━━━━━ TRECHO APRESENTADO ━━━━━

Ao atribuir este nome à sua propriedade, von Winternitz evidentemente identifica-se com a mitologia cristã-habsburga e com a ideia da Áustria imperial como império católico, portador de uma mensagem espiritual destinada à humanidade como um todo, vinculando-se, assim, à esperança messiânica do grande império católico.

Ele não faz segredo de sua esperança de receber em sua propriedade o herdeiro da coroa habsburga, numa espécie de restauração doméstica do antigo sonho imperial: fala a respeito dela no estreito círculo dos refugiados de língua alemã que vivem em Cochabamba e, não só isso, conserva cuidadosamente, num armário de cristal na sala - ou Salon - de sua residência, uma garrafa de vinho tinto francês Chateauneuf du Pape, destinada a ser aberta no dia em que este ilustre visitante vier. Assim, entre os refugiados de língua alemã de Cochabamba, ele adquiriu o pouco lisonjeiro apelido de Austrospinner.

A esperança cultivada pelo protagonista desta narrativa corresponde às de todo o círculo dos legitimistas austríacos, participantes de um movimento conservador que se formou após 1918 e que continuou empenhado, até a anexação da Áustria pelo Reich, na luta pela restauração da monarquia austríaca, reunindo mais de 50 agremiações e grupos políticos. Os principais representantes deste movimento, do qual participou inclusive o escritor Joseph Roth, passaram a reunir-se, depois de 1938, no exílio parisiense, em torno da figura de Otto von Habsburg, o herdeiro da coroa e seu propósito era, ostensivamente, o de trazer de volta à vida um projeto de Estado ecumênico, tal e qual o acalentado pelo Kaiser Franz Josef, assim como uma concepção de Áustria que, transcendendo o puramente nacional, aspirava a um estatuto universal.

━━━━━ ENTRADAS FORNECIDAS ━━━━━

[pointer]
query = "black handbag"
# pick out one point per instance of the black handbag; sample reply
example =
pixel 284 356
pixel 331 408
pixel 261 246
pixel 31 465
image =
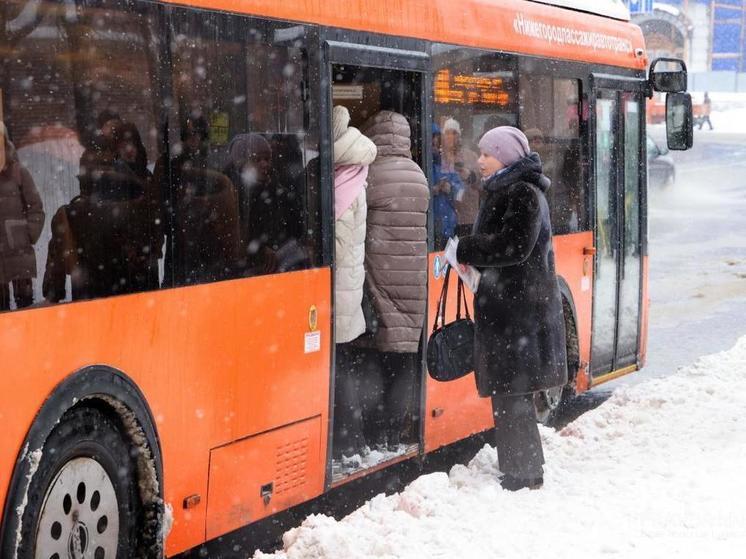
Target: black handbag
pixel 450 350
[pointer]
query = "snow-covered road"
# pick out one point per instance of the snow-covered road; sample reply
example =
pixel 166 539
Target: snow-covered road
pixel 656 471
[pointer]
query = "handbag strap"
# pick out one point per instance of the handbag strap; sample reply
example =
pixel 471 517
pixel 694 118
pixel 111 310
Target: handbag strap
pixel 462 296
pixel 440 313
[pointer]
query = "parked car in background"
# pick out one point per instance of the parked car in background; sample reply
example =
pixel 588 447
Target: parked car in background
pixel 661 168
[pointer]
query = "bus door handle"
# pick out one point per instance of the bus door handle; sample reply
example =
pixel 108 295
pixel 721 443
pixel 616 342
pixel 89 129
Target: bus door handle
pixel 588 253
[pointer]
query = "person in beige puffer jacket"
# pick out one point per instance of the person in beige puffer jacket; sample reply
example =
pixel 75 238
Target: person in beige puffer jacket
pixel 396 267
pixel 353 153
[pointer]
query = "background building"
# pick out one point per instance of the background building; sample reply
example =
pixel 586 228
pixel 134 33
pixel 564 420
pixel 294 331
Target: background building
pixel 710 35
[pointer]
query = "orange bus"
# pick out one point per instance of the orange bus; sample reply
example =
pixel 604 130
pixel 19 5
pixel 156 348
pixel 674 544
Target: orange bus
pixel 167 337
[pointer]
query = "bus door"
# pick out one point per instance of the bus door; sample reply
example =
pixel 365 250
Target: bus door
pixel 367 79
pixel 618 172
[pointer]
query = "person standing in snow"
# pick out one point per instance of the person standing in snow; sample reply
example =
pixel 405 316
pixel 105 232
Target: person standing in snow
pixel 353 153
pixel 519 326
pixel 396 266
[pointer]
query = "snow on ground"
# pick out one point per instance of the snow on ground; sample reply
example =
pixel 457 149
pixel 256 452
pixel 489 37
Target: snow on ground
pixel 655 471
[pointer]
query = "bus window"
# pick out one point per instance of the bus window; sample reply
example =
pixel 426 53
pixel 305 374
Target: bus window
pixel 473 92
pixel 240 200
pixel 550 118
pixel 79 133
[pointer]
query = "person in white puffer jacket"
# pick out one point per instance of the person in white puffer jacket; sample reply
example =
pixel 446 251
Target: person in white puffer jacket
pixel 353 153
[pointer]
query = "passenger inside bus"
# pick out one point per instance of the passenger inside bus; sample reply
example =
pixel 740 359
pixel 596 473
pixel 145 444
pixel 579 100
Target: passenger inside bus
pixel 103 237
pixel 270 206
pixel 396 264
pixel 378 374
pixel 21 222
pixel 377 378
pixel 202 204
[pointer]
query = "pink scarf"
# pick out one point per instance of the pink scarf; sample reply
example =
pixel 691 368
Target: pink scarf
pixel 349 182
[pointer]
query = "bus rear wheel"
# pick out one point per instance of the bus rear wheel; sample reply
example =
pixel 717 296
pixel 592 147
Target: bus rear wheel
pixel 83 499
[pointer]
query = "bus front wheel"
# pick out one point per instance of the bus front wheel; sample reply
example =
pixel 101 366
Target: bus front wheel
pixel 82 500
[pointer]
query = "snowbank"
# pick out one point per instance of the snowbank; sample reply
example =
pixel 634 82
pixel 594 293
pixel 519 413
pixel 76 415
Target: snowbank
pixel 658 470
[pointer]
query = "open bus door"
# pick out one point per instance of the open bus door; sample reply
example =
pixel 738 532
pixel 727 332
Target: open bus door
pixel 619 178
pixel 367 79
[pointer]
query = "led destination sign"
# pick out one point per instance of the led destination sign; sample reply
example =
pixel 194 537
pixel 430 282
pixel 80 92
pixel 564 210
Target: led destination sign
pixel 470 89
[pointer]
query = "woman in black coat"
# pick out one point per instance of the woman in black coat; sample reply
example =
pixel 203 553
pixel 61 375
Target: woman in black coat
pixel 519 325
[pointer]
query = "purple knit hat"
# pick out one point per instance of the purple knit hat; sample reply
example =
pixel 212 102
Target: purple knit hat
pixel 506 144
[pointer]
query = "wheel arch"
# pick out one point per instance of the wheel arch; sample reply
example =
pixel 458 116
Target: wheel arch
pixel 114 393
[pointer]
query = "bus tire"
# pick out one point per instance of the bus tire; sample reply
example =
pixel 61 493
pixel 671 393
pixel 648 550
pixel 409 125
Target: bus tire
pixel 549 403
pixel 82 500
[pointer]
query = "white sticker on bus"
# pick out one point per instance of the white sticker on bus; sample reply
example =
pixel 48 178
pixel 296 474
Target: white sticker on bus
pixel 313 342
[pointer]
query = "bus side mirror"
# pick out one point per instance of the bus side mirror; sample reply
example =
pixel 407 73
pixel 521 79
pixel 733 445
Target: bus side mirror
pixel 679 121
pixel 668 81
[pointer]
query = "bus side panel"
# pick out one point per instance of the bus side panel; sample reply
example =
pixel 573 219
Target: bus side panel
pixel 453 410
pixel 577 270
pixel 216 363
pixel 264 474
pixel 514 25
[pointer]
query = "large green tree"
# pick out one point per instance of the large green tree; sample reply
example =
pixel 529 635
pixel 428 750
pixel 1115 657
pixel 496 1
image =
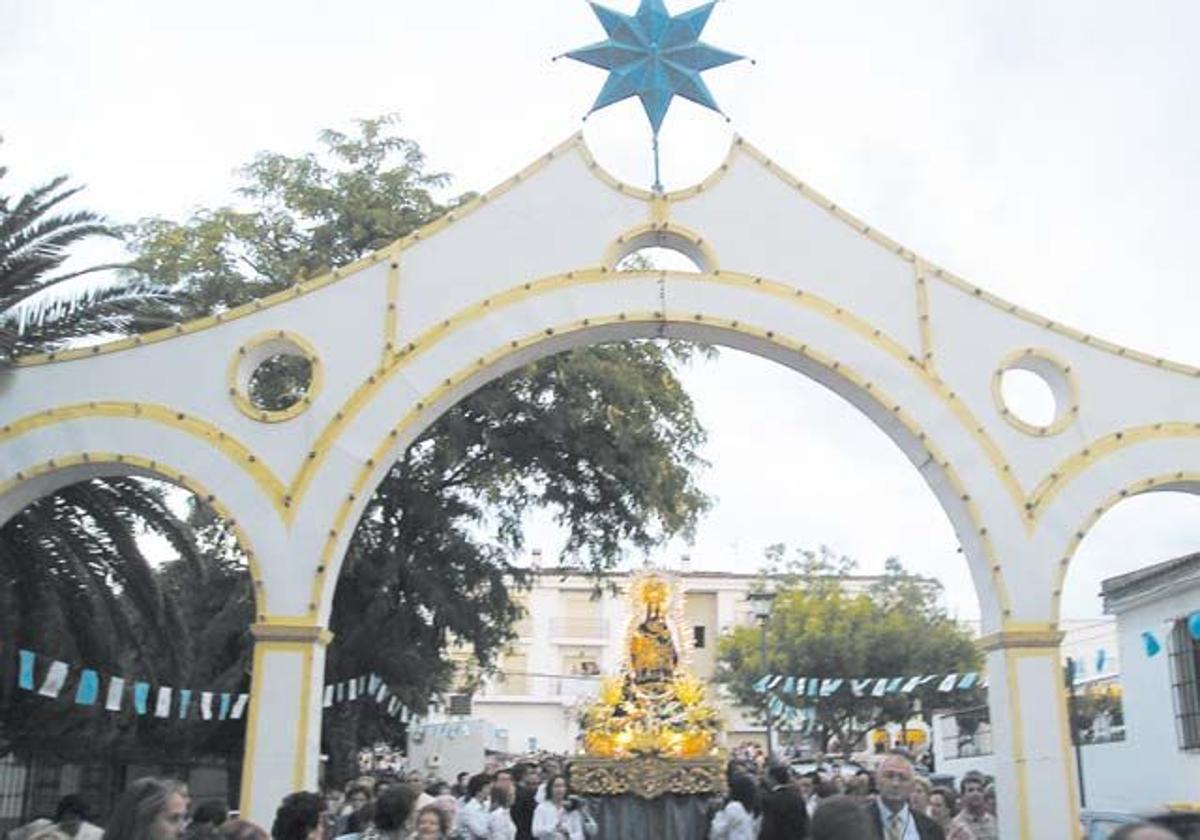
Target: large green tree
pixel 605 437
pixel 41 305
pixel 819 629
pixel 76 585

━━━━━

-- INSTRUÇÕES --
1. Segundo o texto sobre von Winternitz e os legitimistas austríacos, que apelido ele recebeu entre os refugiados de língua alemã de Cochabamba?
2. Dê a continuação do texto sobre von Winternitz e os legitimistas austríacos, começando logo após a última frase mostrada.

-- RESPOSTAS POR TAREFA --
1. Austrospinner.

2.
O encontro do narrador em primeira pessoa deste conto com o Austrospinner se dá de maneira inesperada. Ele conta que, durante uma viagem de negócios a Cochabamba, encontrava-se na mercearia de outro refugiado, Herr Kohler, um alemão de Hamburgo, abastecendo-se para seu lanche noturno, quando se deparou com um adolescente índio que, falando o mais perfeito alemão austríaco, dirigiu-se ao dono da mercearia para fazer seu pedido: “Zehn Deka Schinken, zehn Deka Salami, ein Stückerl Käs, so wie immer ein kleines Packerl Butter und ein Brot.” (Kalmar 1998Kalmar, Fritz. Das Herz europaschwer. Viena: Picus, 1998.: 139)

Intrigado, o narrador observa o jovem índio e, depois de sua partida, informa-se com Herr Kohler a seu respeito. Este lhe conta que, anos antes, o menino tentara roubar a carteira de von Winternitz. Este o apanhou e, em vez de entregá-lo à polícia, resolveu adotá-lo, educá-lo, criá-lo e, sobretudo, educá-lo de maneira a fazer dele “um austríaco”. O que se entende aqui por “austríaco” está, como veremos adiante, diretamente vinculado àquele projeto identitário e nacional cultivado pelos literatos da Áustria imperial.

Movido pela curiosidade, o narrador entrega a Herr Kohler um cartão de visita dirigido a von Winternitz, com um pedido: ele gostaria de visitá-lo. Afinal, como austríacos exilados, ambos eram companheiros de destino, o que de antemão estabelecia entre eles um certo tipo de vínculo.

Um aspecto importante da iniciativa de von Winternitz é o fato de que ele não pretende simplesmente educar o menino que resgatou do crime e assim proporcionar-lhe um futuro melhor, mas principalmente “fazer dele um austríaco”.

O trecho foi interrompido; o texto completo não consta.